## TASK BRIEF
Your answer should contain each record from the listing, repeated exactly.

────────────────

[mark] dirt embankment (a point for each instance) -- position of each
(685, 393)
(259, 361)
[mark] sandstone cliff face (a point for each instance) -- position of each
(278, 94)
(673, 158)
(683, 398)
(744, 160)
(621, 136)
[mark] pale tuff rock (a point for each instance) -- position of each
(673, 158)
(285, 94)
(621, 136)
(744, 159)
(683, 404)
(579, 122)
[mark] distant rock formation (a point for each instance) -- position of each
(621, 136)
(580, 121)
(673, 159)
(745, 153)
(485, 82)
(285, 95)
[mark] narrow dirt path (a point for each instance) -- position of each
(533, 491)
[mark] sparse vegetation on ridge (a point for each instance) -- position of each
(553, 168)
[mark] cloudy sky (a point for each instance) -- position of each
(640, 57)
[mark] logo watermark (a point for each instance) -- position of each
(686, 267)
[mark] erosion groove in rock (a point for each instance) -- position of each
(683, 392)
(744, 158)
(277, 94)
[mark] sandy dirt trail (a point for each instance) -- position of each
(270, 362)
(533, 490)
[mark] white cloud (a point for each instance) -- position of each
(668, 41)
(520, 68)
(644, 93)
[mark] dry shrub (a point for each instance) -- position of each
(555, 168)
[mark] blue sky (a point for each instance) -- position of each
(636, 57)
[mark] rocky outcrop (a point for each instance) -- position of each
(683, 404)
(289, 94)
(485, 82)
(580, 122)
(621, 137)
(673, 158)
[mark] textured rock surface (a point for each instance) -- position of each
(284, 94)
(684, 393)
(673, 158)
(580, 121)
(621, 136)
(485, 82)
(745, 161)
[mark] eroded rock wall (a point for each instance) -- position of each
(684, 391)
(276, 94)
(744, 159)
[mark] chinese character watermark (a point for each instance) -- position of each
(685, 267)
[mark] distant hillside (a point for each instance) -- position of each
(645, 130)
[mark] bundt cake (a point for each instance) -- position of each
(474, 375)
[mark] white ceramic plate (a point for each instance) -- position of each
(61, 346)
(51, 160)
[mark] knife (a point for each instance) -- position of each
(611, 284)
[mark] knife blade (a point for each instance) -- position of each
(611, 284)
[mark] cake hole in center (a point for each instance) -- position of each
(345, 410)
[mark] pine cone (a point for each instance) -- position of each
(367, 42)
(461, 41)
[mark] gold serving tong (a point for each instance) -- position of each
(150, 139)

────────────────

## PROBLEM SOLUTION
[mark] dirt embankment (a point for each instance) -- position of each
(685, 393)
(259, 361)
[mark] sandstone cliff face (a point for each instance) -- position of each
(278, 94)
(673, 158)
(683, 398)
(744, 160)
(621, 136)
[mark] pale tuff rock (a point for each instance) -- position of each
(673, 158)
(285, 94)
(621, 136)
(744, 159)
(683, 404)
(579, 122)
[mark] distant rock formation (a point for each instance) -- position of each
(621, 136)
(580, 121)
(673, 159)
(745, 153)
(485, 82)
(285, 95)
[mark] narrow dirt path (a point for each instance) -- position of each
(533, 491)
[mark] sparse vegetation on ridge (a point for each instance) -- position of each
(553, 168)
[mark] cloudy sky (a point for each instance) -- position of each
(640, 57)
[mark] logo watermark (a point for each instance) -- position of each
(686, 267)
[mark] erosion groove in rock (a point for each instance) -- position of each
(683, 392)
(744, 158)
(277, 94)
[mark] sandy dirt trail (a point for each instance) -- position of each
(270, 362)
(533, 490)
[mark] white cloud (a point for each instance) -- position of each
(668, 41)
(520, 68)
(644, 93)
[mark] dry shrub (a point for each instance) -- position of each
(555, 168)
[mark] blue sky (a point for each instance) -- position of each
(636, 57)
[mark] rocky outcrop (a point for each instance) -- position of each
(683, 404)
(289, 94)
(485, 82)
(580, 122)
(621, 137)
(673, 158)
[mark] textured rock surface (a point for each instance) -- position of each
(284, 94)
(684, 393)
(673, 158)
(580, 121)
(621, 136)
(485, 82)
(745, 161)
[mark] eroded rock wall (a point for each instance) -- position of each
(684, 391)
(276, 94)
(744, 159)
[mark] chinese character watermark (a point for each instance) -- position of each
(685, 267)
[mark] distant hillside (a point for each instance) -- position of each
(645, 130)
[mark] bundt cake (a point for each instance) -- position of each
(474, 375)
[mark] white ceramic plate (a point for each instance) -- position of each
(61, 346)
(51, 160)
[mark] knife (a point for each instance) -- position of each
(611, 284)
[mark] knife blade (a point for each instance) -- position of each
(611, 284)
[mark] cake hole in center (a point for each instance) -- position of each
(345, 410)
[mark] pine cone (a point for each instance) -- position of each
(367, 42)
(461, 41)
[mark] gold serving tong (a point for each instance) -- position of each
(150, 139)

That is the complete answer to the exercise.